=== ABOUT THIS EXERCISE ===
Will you give the material below again, every line exactly as it is?

=== DATA ===

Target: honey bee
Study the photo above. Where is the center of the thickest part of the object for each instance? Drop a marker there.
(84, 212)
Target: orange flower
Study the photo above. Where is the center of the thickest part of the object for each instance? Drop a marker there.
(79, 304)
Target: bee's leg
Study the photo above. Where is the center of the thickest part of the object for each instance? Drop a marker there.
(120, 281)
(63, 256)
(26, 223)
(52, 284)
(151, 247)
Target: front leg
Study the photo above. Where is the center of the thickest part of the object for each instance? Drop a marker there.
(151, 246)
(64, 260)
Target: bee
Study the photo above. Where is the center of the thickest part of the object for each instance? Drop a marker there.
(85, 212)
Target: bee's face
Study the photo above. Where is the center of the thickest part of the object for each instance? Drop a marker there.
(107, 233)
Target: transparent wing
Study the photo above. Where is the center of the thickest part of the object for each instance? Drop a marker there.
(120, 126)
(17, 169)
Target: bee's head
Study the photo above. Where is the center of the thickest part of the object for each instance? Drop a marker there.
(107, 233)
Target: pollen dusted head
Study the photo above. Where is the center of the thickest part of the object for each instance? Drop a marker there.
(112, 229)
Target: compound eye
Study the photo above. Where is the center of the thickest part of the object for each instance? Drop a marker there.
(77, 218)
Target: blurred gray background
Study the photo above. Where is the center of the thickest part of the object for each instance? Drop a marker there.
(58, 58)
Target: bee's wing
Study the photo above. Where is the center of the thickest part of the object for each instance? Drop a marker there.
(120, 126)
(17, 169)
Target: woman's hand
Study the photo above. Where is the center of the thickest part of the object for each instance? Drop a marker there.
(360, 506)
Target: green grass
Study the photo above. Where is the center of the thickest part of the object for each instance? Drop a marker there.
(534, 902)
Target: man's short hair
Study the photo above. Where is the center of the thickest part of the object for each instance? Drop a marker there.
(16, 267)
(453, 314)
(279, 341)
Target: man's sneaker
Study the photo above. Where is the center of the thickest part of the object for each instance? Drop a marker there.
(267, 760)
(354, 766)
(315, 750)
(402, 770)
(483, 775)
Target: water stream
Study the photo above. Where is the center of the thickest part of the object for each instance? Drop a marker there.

=== SOLUTION TO THE EXERCISE ===
Target: honey bee
Study the photo above. Where is the center of the thickest part of the object for each instance? Drop a marker there.
(84, 212)
Target: orange flower
Study the photo above. Where is the center of the thickest part of the object for each instance? Drop a marker there.
(79, 304)
Target: bee's leg
Study the photo above. Where is the center of the thickest part of the object for each instance? Drop a marker there.
(120, 281)
(63, 256)
(26, 223)
(52, 284)
(151, 247)
Target: front leg
Study the photo above. Where is the center of the thickest part of the object for each instance? Drop a marker there.
(151, 246)
(64, 260)
Target: bee
Study the photo above. Where is the center of the thickest part of the object for each instance? Drop a marker there.
(85, 212)
Target: bee's face
Study the photo above. Where is the center of the thickest part of the object for each instance? Drop a marker there.
(107, 233)
Target: transparent wing
Study the photo above. Where is the center of the thickest part of the object for each instance? Drop a marker there.
(120, 126)
(17, 169)
Target: bee's head
Study the photo above. Where is the center of the thickest part of the object for each instance? Drop a marker there.
(107, 233)
Target: pollen dusted head
Study the photo above. Where is the center of the thickest part of the object for each instance? Drop a marker there.
(112, 229)
Target: compound eye
Study the photo above. Where is the center of the thickest part of the object for each instance? Drop a marker there.
(77, 218)
Target: blurred gray background
Study the photo above. Where is the center of the thickest part of the object for each instance? Drop a marker there.
(58, 58)
Target: bee's wing
Study the photo above. Where is the center of the thickest part of the object for each instance? Drop a marker there.
(120, 126)
(17, 169)
Target: woman's hand
Study the photo above. Where is the center of the thickest part of the object for each instance? Drop a marker there.
(360, 506)
Target: green grass
Study the photo above. Where is the center of the thickest part of the object for each instance? Drop a marker there.
(534, 902)
Target: man's short hair
Study the photo above. Where is the center of the thickest part of the object for each instance? Drop a marker there.
(16, 267)
(453, 314)
(279, 341)
Target: man's sneaker
Study the photo above. Where is the center of the thickest part of the object for each instance? Drop a marker there.
(267, 760)
(354, 766)
(315, 750)
(402, 770)
(483, 775)
Target: water stream
Study the photo above. Where is the center of the thickest part of the object for each instance? Drop a marker there.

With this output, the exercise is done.